### Stated exercise A
In the records below, reproduce the lines from the one containing "Task: If you could tag each instance of the firefighter with" through the one containing "<point>524,227</point>", both included, with no changes.

### Passage given
Finding all pairs of three-digit integers that fit some conditions

Question

I need to find all pairs of three-digit integers $(m,n)$ with $m,n \in N $that fit the following conditions:

a) $m-n=889$

b) For the digit sum $Q(m)$ and $Q(n)$ let: $Q(m)-Q(n)=25$

My ideas:

I tried figuring out all pairs but I am not quite sure if I am on the right track:

We can write three-digit integers just like this:

$m=a_1 \cdot100+b_1 \cdot 10+c_1 $

$n=a_2 \cdot100+b_2 \cdot 10+c_2 $

We can just plug this in condition a) : $100(a_1-a_2)+10(b_1-b_2)+(c_1-c_2)=889$

And with b) we get another equation:

since $Q(m)=a_1+b_1+c_1$ and $Q(n)=a_2+b_2+c_2$

we have: $(a_1-a_2)+(b_1-b_2)+(c_1-c_2)=25 $

To sum up we have the following equations:

1.) $100(a_1-a_2)+10(b_1-b_2)+(c_1-c_2)=889$

2.) $(a_1-a_2)+(b_1-b_2)+(c_1-c_2)=25 $

At this point I am stuck because these are two equations for 6 unknowns and the solutions have to be integers. Is this even the right way?

I am very thankful for any kind of help! :)

Answer 1

Three digit means $n>=100$, and $m<=999$

Which means there are only 11 possibilities ($n=100,101,...,110$, $m=989,990,...,999$)

(Data items)

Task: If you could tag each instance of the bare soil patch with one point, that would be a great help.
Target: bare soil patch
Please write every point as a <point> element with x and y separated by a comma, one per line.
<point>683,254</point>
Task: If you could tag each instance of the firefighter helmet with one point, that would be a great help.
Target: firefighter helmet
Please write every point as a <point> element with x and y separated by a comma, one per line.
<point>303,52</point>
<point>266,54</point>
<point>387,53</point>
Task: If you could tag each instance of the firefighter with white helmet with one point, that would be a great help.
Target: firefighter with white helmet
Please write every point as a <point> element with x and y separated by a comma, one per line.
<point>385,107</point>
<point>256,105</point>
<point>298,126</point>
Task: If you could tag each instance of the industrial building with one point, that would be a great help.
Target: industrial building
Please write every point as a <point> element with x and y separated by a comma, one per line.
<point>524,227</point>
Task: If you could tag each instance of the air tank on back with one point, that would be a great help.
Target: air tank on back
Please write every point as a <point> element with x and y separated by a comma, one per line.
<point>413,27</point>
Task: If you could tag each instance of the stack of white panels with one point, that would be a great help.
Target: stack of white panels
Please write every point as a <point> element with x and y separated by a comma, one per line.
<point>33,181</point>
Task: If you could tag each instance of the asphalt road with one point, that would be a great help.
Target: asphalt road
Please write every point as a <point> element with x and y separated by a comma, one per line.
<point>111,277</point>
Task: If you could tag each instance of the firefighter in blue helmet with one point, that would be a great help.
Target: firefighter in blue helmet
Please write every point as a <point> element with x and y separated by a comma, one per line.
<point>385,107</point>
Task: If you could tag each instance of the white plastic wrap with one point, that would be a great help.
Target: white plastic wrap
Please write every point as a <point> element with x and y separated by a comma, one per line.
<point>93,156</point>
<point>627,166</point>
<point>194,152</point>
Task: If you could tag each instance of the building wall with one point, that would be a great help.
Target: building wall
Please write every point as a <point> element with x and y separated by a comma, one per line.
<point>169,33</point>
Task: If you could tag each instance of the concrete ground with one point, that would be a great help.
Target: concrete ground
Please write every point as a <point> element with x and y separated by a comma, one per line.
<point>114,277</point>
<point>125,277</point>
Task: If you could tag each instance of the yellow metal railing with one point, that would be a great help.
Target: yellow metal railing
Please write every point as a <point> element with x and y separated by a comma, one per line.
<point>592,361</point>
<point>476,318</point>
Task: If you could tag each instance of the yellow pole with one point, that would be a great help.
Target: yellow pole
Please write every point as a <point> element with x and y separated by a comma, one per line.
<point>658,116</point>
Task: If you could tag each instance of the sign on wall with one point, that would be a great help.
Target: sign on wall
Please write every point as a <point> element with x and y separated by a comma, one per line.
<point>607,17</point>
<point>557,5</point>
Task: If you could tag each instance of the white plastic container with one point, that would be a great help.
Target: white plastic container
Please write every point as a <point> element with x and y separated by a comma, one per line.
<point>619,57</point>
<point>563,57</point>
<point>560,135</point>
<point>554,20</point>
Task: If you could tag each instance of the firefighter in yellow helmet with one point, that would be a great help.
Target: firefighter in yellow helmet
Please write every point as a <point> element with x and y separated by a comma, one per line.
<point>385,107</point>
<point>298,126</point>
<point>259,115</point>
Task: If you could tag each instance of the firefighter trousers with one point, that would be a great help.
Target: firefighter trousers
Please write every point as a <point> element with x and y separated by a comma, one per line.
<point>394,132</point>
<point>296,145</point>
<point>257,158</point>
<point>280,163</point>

### Stated exercise B
Write out the entire thread on pairs of three-digit integers above with no changes.

### Full response A
Task: If you could tag each instance of the firefighter with white helmet with one point, that would be a great help.
Target: firefighter with white helmet
Please write every point as a <point> element with x and y separated by a comma, one per line.
<point>385,107</point>
<point>256,105</point>
<point>298,126</point>
Task: If you could tag each instance of the industrial building with one point, that would be a great help.
Target: industrial building
Please write every point as a <point> element with x and y separated by a comma, one per line.
<point>524,227</point>

### Full response B
Finding all pairs of three-digit integers that fit some conditions

Question

I need to find all pairs of three-digit integers $(m,n)$ with $m,n \in N $that fit the following conditions:

a) $m-n=889$

b) For the digit sum $Q(m)$ and $Q(n)$ let: $Q(m)-Q(n)=25$

My ideas:

I tried figuring out all pairs but I am not quite sure if I am on the right track:

We can write three-digit integers just like this:

$m=a_1 \cdot100+b_1 \cdot 10+c_1 $

$n=a_2 \cdot100+b_2 \cdot 10+c_2 $

We can just plug this in condition a) : $100(a_1-a_2)+10(b_1-b_2)+(c_1-c_2)=889$

And with b) we get another equation:

since $Q(m)=a_1+b_1+c_1$ and $Q(n)=a_2+b_2+c_2$

we have: $(a_1-a_2)+(b_1-b_2)+(c_1-c_2)=25 $

To sum up we have the following equations:

1.) $100(a_1-a_2)+10(b_1-b_2)+(c_1-c_2)=889$

2.) $(a_1-a_2)+(b_1-b_2)+(c_1-c_2)=25 $

At this point I am stuck because these are two equations for 6 unknowns and the solutions have to be integers. Is this even the right way?

I am very thankful for any kind of help! :)

Answer 1

Three digit means $n>=100$, and $m<=999$

Which means there are only 11 possibilities ($n=100,101,...,110$, $m=989,990,...,999$)